**TEXT EXTRACT:**
What's new in SQL Persistence 6.1

Written by Aleksandr Samila, Hadi Eskandari, Mike Minutillo, and Szymon Pobiega on March 16, 2021

Business runs on SQL. As popular as NoSQL databases have become, you’d be hard-pressed to find a successful business that isn’t running some flavor of SQL somewhere.

For NServiceBus systems, our SQL Persistence package allows you to use whatever flavor of SQL works best for you, supporting dialects for Microsoft SQL Server, MySQL, PostgreSQL, and Oracle.

SQL Persistence 6.1 is a big release. In it, we now offer a new tool for generating scripts for NServiceBus tables, enable support for SQL Server Always Encrypted, have begun to expand our testing to MariaDB and Amazon Aurora, have solved a problem with ever-expanding outbox storage, and added controls for managing transaction isolation level.

🔗The script

Alfred Hitchcock once said, “To make a great film, you need three things—the script, the script, and the script.” The same can be said for any system that uses SQL to store data.

At build time, SQL Persistence creates SQL scripts as part of its build output which create the tables it needs to store your data. NServiceBus will execute these scripts at runtime if you want (which is very convenient for local development) but to adhere to the principle of least privilege it’s better if your messaging endpoint doesn’t have permission to do that in production.

In SQL Persistence 6.1, we’re introducing a new command-line tool that can generate these scripts anywhere, not just at build time. Just point it at a compiled endpoint assembly, and it will generate the scripts. This gives you the flexibility to generate scripts at build time or any other stage of your CI/CD pipeline.

**DATA EXTRACT:**
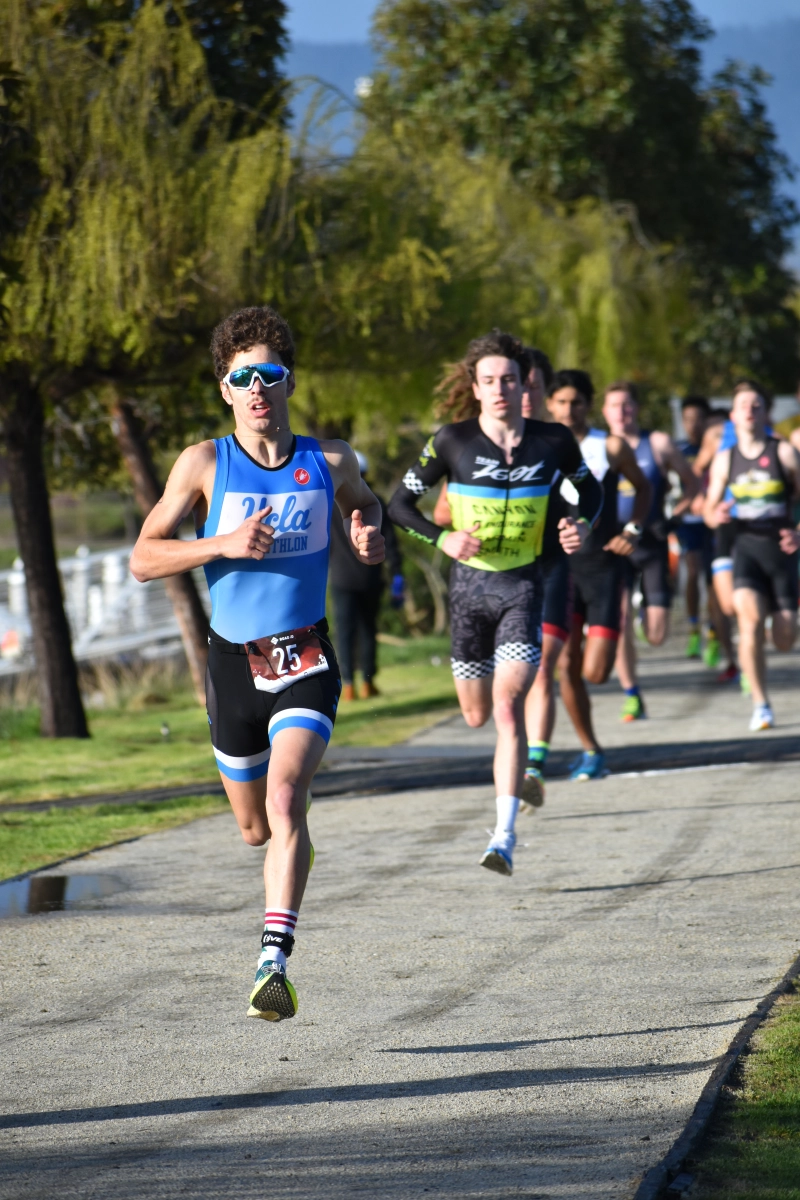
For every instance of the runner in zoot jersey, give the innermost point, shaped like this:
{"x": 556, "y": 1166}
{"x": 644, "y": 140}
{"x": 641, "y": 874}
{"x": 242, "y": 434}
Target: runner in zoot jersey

--

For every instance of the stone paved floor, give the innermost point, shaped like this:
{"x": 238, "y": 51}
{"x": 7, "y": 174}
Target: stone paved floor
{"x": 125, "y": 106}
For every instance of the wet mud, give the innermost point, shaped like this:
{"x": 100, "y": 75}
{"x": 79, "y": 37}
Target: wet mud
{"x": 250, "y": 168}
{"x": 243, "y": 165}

---

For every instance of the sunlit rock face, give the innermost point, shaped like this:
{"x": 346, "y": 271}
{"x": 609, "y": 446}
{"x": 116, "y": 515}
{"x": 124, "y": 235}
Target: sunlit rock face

**INSTRUCTIONS:**
a: Rewrite the SQL Persistence 6.1 article from "Alfred Hitchcock once" to "that in production.", putting "local testing" in place of "local development".
b: Write the next part of the SQL Persistence 6.1 article, picking up after its last sentence.

**RESPONSES FOR EACH TASK:**
a:
Alfred Hitchcock once said, “To make a great film, you need three things—the script, the script, and the script.” The same can be said for any system that uses SQL to store data.

At build time, SQL Persistence creates SQL scripts as part of its build output which create the tables it needs to store your data. NServiceBus will execute these scripts at runtime if you want (which is very convenient for local testing) but to adhere to the principle of least privilege it’s better if your messaging endpoint doesn’t have permission to do that in production.

b:
Install the tool from NuGet:

dotnet tool install -g NServiceBus.Persistence.Sql.CommandLine

Once installed, the sql-persistence command line tool will be available for use:

sql-persistence script {endpoint-assembly} --outputpath={path}

We still generate scripts at build time for you, but now you can do it at any stage to fit in with your deployment pipeline.

🔗Consulting the Oracle

We also fixed a minor issue with the scripts generated for Oracle so that you can use them with SQL*Plus.

Because the structure for every Outbox table is the same, our generated scripts all accept a variable to define the table name. For the Oracle dialect, this was a binding variable named :1. Unfortunately, that name is not a legal identifier which meant the scripts would not work with SQL*Plus, which is one of the more popular tools used to automate scripts against an Oracle database.

This variable is now called :tablePrefix. Our existing code and documentation were already using this name so nothing else needed to change. Now you can use these scripts directly with SQL*Plus.

🔗SQL Server Always Encrypted

SQL Persistence 6.1 now joins our SQL Server Transport in supporting Microsoft SQL Server’s Always Encrypted feature which encrypts columns in database tables without the need to make any code changes.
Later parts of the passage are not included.